Instrucciones –
1) Enumere las condiciones en que se encontró el cuerpo de la niña, según el texto de lectura sobre el caso de Milagros Belizán.
2) Según el texto de lectura sobre el caso de Milagros Belizán, ¿a qué distancia de su casa fue hallado el cuerpo de la niña?
3) Retome el texto de lectura sobre el caso de Milagros Belizán a partir de su última oración y continúelo.

Uno de los sucesos más recientes que involucran la violencia fatal entre niños curiosamente también tuvo lugar en Buenos Aires: un domingo del pasado mes de mayo, la pequeña Milagros Belizán (con sólo dos años de edad) se perdió en las calles de su barrio en el sur de la ciudad. Pasadas algunas horas, su cuerpo fue hallado a unas doce cuadras de la casa en que habitaba la nena; yacía desnuda, golpeada y con un cable de teléfono rodeándole el cuello. Los autores de tan tétrica escena eran sus vecinos, dos hermanos de siete y nueve años que confesaron el crimen, a decir de los testigos en el juicio, “sin mostrar remordimiento”. Una vez más, los chicos que torturaron y asesinaron a Milagros, procedían de una familia violenta en que el maltrato y el abandono eran cotidianos.

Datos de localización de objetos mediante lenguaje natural
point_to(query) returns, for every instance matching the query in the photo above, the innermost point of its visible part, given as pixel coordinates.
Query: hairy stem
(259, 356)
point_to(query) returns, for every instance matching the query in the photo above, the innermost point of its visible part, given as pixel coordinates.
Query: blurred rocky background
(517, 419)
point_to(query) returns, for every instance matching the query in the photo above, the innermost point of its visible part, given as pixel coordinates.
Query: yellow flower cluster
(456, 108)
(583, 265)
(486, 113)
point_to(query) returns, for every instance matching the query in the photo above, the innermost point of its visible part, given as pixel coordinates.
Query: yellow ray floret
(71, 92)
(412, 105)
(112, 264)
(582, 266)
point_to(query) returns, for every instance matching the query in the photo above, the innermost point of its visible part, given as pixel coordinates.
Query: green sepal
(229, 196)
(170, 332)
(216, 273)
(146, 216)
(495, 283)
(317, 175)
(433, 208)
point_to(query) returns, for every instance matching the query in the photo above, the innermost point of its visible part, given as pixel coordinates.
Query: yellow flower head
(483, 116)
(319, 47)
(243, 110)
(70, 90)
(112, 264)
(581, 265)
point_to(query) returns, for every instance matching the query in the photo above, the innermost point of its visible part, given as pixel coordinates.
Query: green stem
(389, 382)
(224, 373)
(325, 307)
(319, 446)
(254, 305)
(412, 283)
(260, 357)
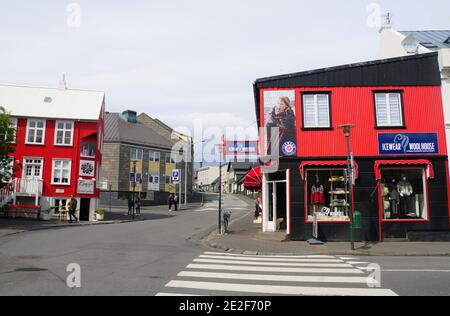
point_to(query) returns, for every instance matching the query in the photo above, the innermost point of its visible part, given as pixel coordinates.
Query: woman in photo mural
(283, 117)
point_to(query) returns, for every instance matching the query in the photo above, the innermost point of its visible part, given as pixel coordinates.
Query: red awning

Respuestas –
1) Desnuda, golpeada y con un cable de teléfono rodeándole el cuello.

2) A unas doce cuadras de la casa en que habitaba.

3)
Casi una década antes, en Gran Bretaña, Robert Thompson y Jon Venables (ambos de diez años de edad) secuestraron en un centro comercial a un nene de dos años al que mataron. Presos y enjuiciados, estos dos chicos fueron conocidos por la opinión pública mediante los medios de comunicación que pusieron énfasis en las similitudes de su vida: venían de familias violentas donde el abuso del alcohol y los golpes eran cosa de todos los días, sus padres sostenían relaciones conflictivas y, para colmo, sufrían el acoso constante por parte de sus compañeros de escuela. Dicho sea de paso, estos datos fueron argumentados en su defensa, lo que les permitió obtener la libertad condicional desde 2001 y, con ella, la posibilidad de reinsertarse socialmente dado que, según los psicólogos encargados del caso, se han rehabilitado por completo.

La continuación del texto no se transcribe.